§ Text section
■ ■ ■ ■ ■

Say $M$ is a point with $(x, y, z)^T$ coordinates in the cartesian system. Its
coordinates in each line coordinate system are :
\begin{equation}
  \begin{bmatrix}
    r \\ a_i \\ e_i
  \end{bmatrix}
  =\begin{bmatrix}
  \dots   \\ \arctan(\frac{y -y_i}{x -x_i}) \\ \arctan\biggl(\frac{z -z_i}{\sqrt{(x -x_i)^2 + (y - y_i)^2}}\biggr)
\end{bmatrix}=
\begin{bmatrix}
    \dots \\ \mathbf{x_i}
  \end{bmatrix}
\end{equation}
where $(x_i, y_i, z_i)^T$ are the coordinates of point $O_i$ in the same cartesian
system as $M$.

■ ■ ■ ■ ■

§ Excerpted data
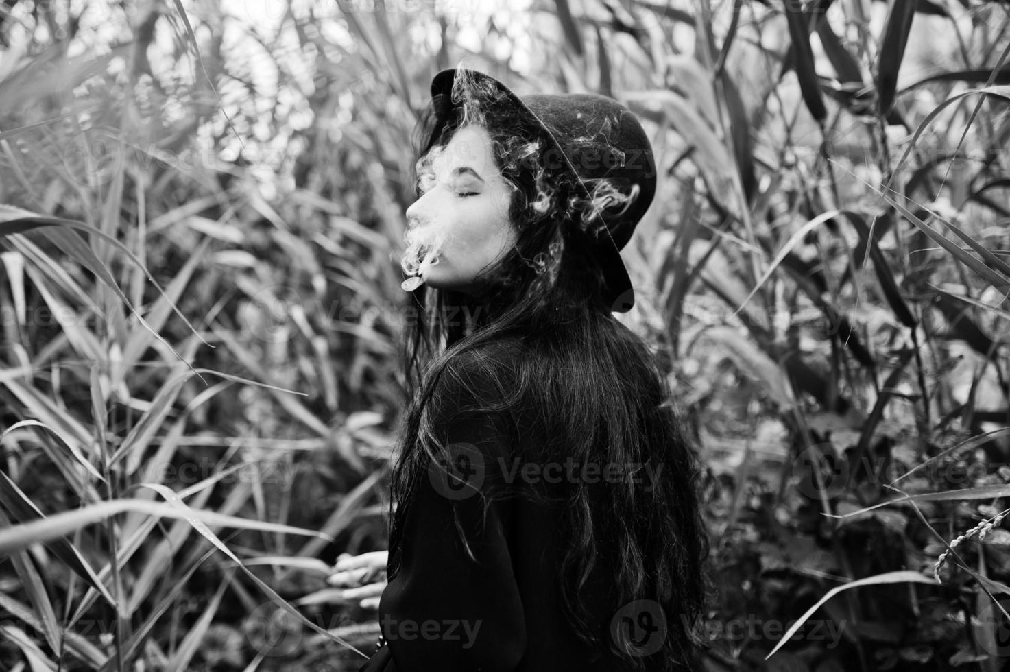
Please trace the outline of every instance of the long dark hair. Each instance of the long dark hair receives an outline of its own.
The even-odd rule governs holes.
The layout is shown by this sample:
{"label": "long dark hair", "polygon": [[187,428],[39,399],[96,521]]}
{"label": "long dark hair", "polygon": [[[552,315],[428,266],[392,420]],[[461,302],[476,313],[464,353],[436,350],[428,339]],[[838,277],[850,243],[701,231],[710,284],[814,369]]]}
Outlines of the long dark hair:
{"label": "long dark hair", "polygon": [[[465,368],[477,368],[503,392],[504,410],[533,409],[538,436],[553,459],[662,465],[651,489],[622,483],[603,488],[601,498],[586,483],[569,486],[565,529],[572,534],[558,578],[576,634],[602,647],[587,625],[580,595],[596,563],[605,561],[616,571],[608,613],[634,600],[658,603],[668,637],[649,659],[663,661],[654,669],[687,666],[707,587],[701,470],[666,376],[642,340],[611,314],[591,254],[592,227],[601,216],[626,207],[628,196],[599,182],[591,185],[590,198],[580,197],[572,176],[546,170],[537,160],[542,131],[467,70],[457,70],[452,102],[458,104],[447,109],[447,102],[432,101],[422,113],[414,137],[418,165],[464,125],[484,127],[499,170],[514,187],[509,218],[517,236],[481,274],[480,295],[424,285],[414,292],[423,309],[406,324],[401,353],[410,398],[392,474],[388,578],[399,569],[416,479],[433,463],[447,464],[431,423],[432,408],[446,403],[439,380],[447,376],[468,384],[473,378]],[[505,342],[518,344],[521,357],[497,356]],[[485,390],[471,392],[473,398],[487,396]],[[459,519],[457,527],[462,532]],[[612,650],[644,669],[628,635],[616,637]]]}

■ ■ ■ ■ ■

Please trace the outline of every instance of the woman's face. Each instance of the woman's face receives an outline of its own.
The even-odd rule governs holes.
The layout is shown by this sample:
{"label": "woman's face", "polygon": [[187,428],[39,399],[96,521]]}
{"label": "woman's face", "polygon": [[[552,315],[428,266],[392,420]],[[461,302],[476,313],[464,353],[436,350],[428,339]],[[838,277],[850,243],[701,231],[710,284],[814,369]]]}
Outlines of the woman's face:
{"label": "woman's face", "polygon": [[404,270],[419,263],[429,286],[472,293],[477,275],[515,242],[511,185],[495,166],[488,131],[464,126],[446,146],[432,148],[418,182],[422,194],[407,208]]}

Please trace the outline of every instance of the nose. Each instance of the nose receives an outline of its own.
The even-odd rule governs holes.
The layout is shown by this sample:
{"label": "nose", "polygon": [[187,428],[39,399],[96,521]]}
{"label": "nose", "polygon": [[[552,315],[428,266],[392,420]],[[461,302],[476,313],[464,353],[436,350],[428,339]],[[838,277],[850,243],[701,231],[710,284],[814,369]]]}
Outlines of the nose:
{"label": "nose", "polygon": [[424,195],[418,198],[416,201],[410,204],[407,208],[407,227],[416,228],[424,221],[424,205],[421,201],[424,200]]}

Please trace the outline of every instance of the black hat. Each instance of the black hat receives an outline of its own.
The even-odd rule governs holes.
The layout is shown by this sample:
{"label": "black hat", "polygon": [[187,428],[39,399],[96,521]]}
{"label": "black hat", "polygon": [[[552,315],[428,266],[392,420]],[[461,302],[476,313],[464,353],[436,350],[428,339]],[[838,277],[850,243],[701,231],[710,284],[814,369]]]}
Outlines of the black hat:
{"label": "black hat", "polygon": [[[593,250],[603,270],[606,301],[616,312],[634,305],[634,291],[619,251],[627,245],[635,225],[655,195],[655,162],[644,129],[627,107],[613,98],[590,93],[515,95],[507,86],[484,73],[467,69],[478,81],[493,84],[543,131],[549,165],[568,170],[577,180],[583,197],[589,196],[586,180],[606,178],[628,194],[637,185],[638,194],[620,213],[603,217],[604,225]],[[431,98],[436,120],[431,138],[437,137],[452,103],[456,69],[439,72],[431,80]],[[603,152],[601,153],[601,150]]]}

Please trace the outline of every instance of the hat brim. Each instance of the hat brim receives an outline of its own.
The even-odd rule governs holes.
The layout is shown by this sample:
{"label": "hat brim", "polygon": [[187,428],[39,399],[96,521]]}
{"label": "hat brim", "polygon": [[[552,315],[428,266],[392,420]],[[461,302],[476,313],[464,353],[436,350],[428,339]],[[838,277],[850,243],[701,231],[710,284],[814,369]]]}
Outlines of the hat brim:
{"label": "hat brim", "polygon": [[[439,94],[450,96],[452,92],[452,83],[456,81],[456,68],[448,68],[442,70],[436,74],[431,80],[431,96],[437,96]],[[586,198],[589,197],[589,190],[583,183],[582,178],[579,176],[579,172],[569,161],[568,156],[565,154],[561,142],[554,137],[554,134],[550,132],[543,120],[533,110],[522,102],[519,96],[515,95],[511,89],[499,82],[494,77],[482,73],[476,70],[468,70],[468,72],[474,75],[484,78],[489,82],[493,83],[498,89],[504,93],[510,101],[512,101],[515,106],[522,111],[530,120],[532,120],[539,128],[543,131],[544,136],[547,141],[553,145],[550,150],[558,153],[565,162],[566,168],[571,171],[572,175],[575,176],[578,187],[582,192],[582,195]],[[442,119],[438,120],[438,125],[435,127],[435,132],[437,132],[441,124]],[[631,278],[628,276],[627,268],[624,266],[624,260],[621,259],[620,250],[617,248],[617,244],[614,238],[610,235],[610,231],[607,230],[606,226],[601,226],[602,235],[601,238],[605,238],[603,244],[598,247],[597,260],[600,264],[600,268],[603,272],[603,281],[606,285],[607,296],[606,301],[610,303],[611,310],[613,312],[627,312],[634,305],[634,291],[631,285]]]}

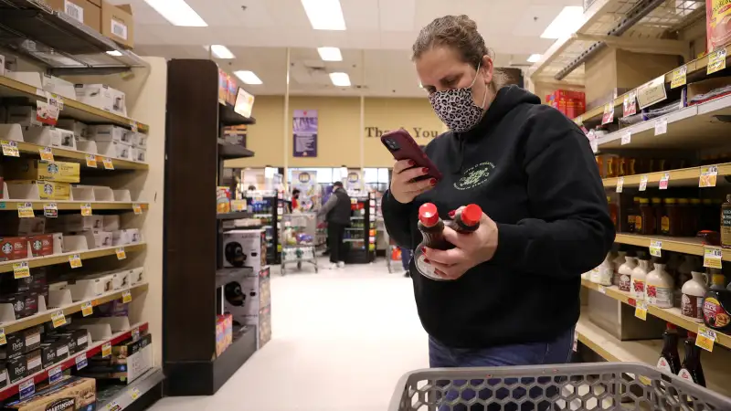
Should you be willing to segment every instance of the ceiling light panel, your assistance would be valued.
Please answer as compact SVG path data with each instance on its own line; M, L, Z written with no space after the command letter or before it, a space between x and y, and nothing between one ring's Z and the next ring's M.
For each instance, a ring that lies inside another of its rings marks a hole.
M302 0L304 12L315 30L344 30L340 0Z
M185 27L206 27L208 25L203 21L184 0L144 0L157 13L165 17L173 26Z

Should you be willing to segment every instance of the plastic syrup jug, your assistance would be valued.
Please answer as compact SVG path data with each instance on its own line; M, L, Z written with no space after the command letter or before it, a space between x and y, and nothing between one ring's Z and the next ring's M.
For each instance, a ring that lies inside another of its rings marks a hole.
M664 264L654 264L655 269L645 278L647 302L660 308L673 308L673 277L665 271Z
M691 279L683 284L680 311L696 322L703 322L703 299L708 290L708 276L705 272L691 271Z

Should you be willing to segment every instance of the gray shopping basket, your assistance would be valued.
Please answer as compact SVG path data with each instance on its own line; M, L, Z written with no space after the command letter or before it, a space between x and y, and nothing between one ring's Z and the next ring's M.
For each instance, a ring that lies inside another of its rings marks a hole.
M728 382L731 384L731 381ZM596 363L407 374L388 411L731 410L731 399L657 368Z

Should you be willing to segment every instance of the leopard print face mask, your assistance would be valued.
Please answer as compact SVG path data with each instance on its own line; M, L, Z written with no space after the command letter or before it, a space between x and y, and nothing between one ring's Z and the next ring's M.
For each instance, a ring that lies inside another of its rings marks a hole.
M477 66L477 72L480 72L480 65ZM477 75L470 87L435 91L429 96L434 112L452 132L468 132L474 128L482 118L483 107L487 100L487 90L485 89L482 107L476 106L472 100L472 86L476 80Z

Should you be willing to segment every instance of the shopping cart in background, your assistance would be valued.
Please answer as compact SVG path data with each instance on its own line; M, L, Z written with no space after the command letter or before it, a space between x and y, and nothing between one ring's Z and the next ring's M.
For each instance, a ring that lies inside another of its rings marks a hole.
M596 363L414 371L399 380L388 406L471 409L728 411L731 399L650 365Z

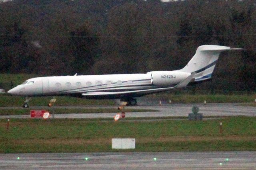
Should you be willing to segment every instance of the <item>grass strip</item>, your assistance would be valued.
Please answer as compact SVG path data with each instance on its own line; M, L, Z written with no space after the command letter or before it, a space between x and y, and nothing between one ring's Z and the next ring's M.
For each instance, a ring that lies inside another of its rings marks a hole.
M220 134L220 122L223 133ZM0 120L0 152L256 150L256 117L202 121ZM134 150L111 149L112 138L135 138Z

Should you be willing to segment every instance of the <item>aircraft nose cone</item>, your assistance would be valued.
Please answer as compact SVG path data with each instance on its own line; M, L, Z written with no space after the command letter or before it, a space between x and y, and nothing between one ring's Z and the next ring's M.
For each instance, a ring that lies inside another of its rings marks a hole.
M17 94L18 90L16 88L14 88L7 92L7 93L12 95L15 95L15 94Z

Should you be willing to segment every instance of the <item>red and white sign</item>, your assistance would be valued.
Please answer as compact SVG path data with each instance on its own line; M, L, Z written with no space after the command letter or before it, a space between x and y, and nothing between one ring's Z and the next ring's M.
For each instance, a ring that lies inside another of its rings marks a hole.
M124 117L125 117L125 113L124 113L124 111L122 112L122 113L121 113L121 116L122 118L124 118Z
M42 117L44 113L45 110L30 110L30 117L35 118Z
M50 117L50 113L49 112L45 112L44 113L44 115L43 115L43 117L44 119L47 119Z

■ ■ ■ ■ ■

§ Written instruction 1
Translate this sentence from the passage on line coordinate systems into Spanish: "Say $M$ is a point with $(x, y, z)^T$ coordinates in the cartesian system."
§ Written instruction 2
In the passage on line coordinate systems, what do $(x_i, y_i, z_i)^T$ stand for?
§ Written instruction 3
Write a continuation of the passage on line coordinate systems, picking up after its last sentence.

§ Expected answer 1
Supongamos que $M$ es un punto con coordenadas $(x, y, z)^T$ en el sistema cartesiano.

§ Expected answer 2
They are the coordinates of point $O_i$ in the same cartesian system as $M$.

§ Expected answer 3
The probability for each line to cross a small volume $V$ around that point is then :
\begin{equation}
P[L_i \cap V(M)\ne \emptyset ] = p_i(\mathbf{x_i})\,da_i\,de_i
\end{equation}
Assuming PDF of both lines are independent, the probability of both lines to cross the
same volume around point $M$ is :
\begin{equation}
p_1(\mathbf{x_1})p_2(\mathbf{x_2})\,da_1\,de_1\,da_2\,de_2
\end{equation}
I would like then to integrate this formula, but it appears more complex as I first thought, because in latest formula, $a_1$, $a_2$, $e_1$ and $e_2$ are linked by point M.
How could I change the integration variables into these of point M (x, y, z) ?